Collected data
#####
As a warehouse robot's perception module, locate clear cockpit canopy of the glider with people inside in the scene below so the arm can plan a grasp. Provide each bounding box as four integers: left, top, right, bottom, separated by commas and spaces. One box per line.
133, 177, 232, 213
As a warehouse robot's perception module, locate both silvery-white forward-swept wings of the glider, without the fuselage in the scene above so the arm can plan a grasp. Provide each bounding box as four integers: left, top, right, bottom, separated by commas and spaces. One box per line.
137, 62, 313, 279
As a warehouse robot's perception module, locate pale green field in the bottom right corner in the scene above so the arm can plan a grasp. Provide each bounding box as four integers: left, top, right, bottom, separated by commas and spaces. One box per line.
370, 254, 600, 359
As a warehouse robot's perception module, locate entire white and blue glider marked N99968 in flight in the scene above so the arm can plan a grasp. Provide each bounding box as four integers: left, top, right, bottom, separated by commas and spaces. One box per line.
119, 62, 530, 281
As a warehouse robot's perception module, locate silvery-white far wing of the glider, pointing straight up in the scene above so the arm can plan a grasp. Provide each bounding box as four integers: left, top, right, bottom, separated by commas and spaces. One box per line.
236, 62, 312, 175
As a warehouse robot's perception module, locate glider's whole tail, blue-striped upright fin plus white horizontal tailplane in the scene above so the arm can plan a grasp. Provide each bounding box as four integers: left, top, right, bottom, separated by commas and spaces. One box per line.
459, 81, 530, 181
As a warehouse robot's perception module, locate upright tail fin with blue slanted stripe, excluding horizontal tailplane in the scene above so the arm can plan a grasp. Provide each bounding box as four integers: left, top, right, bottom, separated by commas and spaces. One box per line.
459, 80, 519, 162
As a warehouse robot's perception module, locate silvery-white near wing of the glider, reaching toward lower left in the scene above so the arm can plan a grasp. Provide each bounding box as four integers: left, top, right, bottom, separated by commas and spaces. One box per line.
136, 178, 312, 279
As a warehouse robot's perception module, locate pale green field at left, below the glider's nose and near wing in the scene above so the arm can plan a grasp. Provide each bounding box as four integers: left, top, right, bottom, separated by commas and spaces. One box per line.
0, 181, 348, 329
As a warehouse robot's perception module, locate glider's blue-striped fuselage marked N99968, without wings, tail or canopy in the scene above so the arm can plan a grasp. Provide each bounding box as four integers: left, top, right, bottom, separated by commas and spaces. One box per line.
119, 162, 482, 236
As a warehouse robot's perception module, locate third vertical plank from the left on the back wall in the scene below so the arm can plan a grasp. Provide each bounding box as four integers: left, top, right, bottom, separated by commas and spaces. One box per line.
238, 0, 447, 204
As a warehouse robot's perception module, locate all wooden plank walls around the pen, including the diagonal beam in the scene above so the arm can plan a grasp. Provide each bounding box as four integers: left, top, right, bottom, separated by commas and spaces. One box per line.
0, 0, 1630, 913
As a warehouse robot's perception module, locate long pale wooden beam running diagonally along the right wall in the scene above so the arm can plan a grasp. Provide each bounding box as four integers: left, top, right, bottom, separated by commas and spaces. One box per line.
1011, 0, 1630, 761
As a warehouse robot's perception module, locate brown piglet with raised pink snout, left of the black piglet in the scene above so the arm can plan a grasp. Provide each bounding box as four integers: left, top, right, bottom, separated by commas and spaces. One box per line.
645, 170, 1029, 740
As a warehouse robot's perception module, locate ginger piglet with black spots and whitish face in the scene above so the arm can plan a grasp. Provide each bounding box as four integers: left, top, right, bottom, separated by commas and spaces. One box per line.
#####
Task item:
Every entry is to be restated word for word.

Written response:
As a warehouse robot's perception module, locate clear cockpit canopy of the glider with people inside in the scene below so the arm can plan a grasp. Provide each bounding box as four integers: left, top, right, bottom, separated by commas and spaces. One box per line.
133, 177, 232, 213
As a warehouse robot's perception module, locate both silvery-white forward-swept wings of the glider, without the fuselage in the scene above so the arm can plan a grasp. Provide each bounding box as four integers: left, top, right, bottom, separated by commas and spaces. One box per line.
137, 62, 313, 279
As a warehouse robot's perception module, locate pale green field in the bottom right corner in the scene above so the arm can plan a grasp. Provide each bounding box as four integers: left, top, right, bottom, separated by commas and spaces. One box per line.
370, 254, 600, 359
As a warehouse robot's perception module, locate entire white and blue glider marked N99968 in flight in the scene above so the arm can plan a grasp. Provide each bounding box as four integers: left, top, right, bottom, separated by commas and spaces. One box per line.
119, 62, 530, 281
As a warehouse robot's perception module, locate silvery-white far wing of the glider, pointing straight up in the scene above so the arm can plan a grasp. Provide each bounding box as four integers: left, top, right, bottom, separated by commas and spaces. One box per line.
236, 62, 312, 175
As a warehouse robot's perception module, locate glider's whole tail, blue-striped upright fin plus white horizontal tailplane in the scene above so the arm can plan a grasp. Provide each bounding box as four integers: left, top, right, bottom, separated by commas and spaces. One box per line.
459, 81, 530, 181
As a warehouse robot's perception module, locate upright tail fin with blue slanted stripe, excluding horizontal tailplane in the scene above so the arm can plan a grasp. Provide each bounding box as four integers: left, top, right, bottom, separated by commas and spaces. One box per line.
459, 80, 519, 162
As a warehouse robot's perception module, locate silvery-white near wing of the glider, reaching toward lower left in the scene above so the arm can plan a grasp. Provide each bounding box as four integers: left, top, right, bottom, separated by commas and spaces. One box per line.
136, 178, 312, 279
As a warehouse robot's perception module, locate pale green field at left, below the glider's nose and near wing in the scene above so the arm can plan a grasp. Provide each bounding box as four integers: left, top, right, bottom, separated by commas and spaces. One box per line.
0, 181, 348, 329
As a warehouse robot's perception module, locate glider's blue-striped fuselage marked N99968, without wings, tail or canopy in the scene above so the arm can plan a grasp. Provide each bounding box as four integers: left, top, right, bottom, separated by commas and spaces. One box per line.
119, 162, 482, 236
As a warehouse robot's perception module, locate third vertical plank from the left on the back wall in the scene below so the arm can plan a grasp. Provide each bounding box as four integers: left, top, right, bottom, separated by commas and spaces. One box per line.
238, 0, 447, 204
As a warehouse robot's perception module, locate all wooden plank walls around the pen, including the diagonal beam in the scene above so the arm can plan a grasp. Provide each bounding box as four integers: left, top, right, bottom, separated by commas and spaces. One box per line.
0, 0, 1630, 913
As a warehouse robot's perception module, locate long pale wooden beam running diagonally along the right wall in the scene above so the arm can plan a grasp. Provide each bounding box as four integers: left, top, right, bottom, separated by commas and spaces. One box per line.
1011, 0, 1630, 761
As a warehouse robot's perception module, locate brown piglet with raised pink snout, left of the black piglet in the scene above so the arm can plan a grasp. Provide each bounding box as four integers: left, top, right, bottom, separated by commas and spaces. One box per line.
645, 170, 1029, 740
As a warehouse robot's perception module, locate ginger piglet with black spots and whitish face in the scene above so the arm can plan a grasp. Provide each bounding box as four integers: left, top, right, bottom, separated by commas and spaces. One box per line.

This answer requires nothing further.